**Text segment**
* BEGIN *
Note: The network trace will show the breaks in the communication
(for example: periodic slowdowns with gaps of +5 seconds). Depending on
what the iptrace shows, the answer would be to increase the time-out to
avoid the gaps or debug the performance issues (OS or network) that cause
the time-outs. Sources in the past have been extreme network loads killing
performance on the cards themselves which delays the processing of the
heartbeats, large firewall filter rule sets which delays the heartbeats
getting to the Load Balancer, network congestion which delays the packets
even getting to the box, and so on. From the iptrace, you might be able to
get an idea on what might be happening. The following command might also
show adapter errors (dropped packets, etc).
|
netstat -v |
|
The xlog will show the internal communications that are
transpiring. |
|
- Once the failover has occurred, and you have captured this in the
logs, you can turn the logging down or off:
kill <pid> ("pid" of
the iptrace)
dscontrol set loglevel 1
dscontrol man reach set loglevel 1
dscontrol e xloglevel 0 (turns it off) |
|
- One other thing that can be checked is the PMTU discovery to see if it
is clean or have a number of routes been created? In AIX, for each packet,
the OS will have to search through this list of routes to find the
appropriate one for this particular packet. For example, any packet
needing to use the default route will have to search through all of the
routes before selecting the default route thus causing added overhead (on
a per packet basis).
* END *
**Data shown**
* BEGIN *
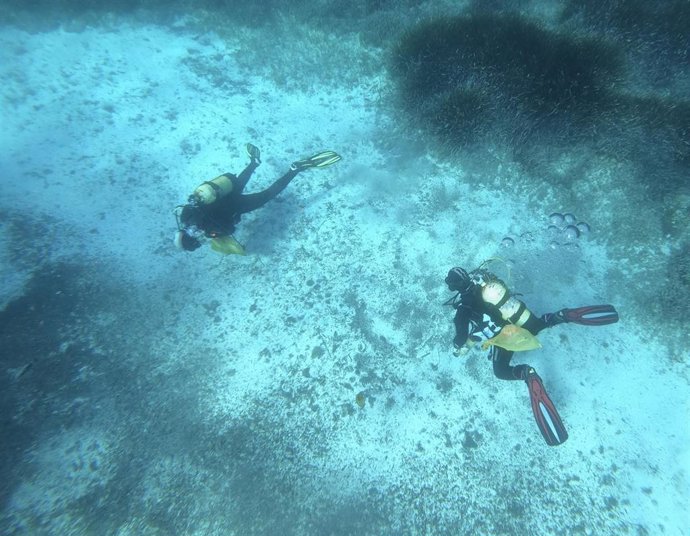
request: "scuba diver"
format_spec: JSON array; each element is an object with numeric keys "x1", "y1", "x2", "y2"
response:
* END *
* BEGIN *
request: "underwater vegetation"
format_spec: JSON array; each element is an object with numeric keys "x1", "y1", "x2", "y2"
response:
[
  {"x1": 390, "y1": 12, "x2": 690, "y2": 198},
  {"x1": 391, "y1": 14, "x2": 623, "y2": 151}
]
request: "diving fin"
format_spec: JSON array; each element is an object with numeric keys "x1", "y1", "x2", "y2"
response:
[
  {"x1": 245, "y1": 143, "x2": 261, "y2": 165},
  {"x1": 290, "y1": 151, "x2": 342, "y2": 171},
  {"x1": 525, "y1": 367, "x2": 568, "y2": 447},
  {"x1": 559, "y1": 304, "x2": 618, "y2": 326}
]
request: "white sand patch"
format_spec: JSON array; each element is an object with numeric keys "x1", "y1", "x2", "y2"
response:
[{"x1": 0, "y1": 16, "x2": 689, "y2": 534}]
* END *
* BEGIN *
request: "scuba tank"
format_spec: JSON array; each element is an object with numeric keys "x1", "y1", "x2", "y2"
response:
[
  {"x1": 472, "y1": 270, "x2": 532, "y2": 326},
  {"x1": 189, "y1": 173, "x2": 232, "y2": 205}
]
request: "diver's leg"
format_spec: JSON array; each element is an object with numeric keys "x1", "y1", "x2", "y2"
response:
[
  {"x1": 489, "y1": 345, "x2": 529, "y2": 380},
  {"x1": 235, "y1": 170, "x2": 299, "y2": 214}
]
* END *
**Tasks to complete**
a – In the troubleshooting text, which command might show adapter errors such as dropped packets?
b – Output the passage of the troubleshooting text from "dscontrol set loglevel" up to and including "per packet basis).", unchanged.
Rely only on the troubleshooting text, not on the entries.

**Expected responses**
a – netstat -v

b –
dscontrol set loglevel 1
dscontrol man reach set loglevel 1
dscontrol e xloglevel 0 (turns it off) |
|
- One other thing that can be checked is the PMTU discovery to see if it
is clean or have a number of routes been created? In AIX, for each packet,
the OS will have to search through this list of routes to find the
appropriate one for this particular packet. For example, any packet
needing to use the default route will have to search through all of the
routes before selecting the default route thus causing added overhead (on
a per packet basis).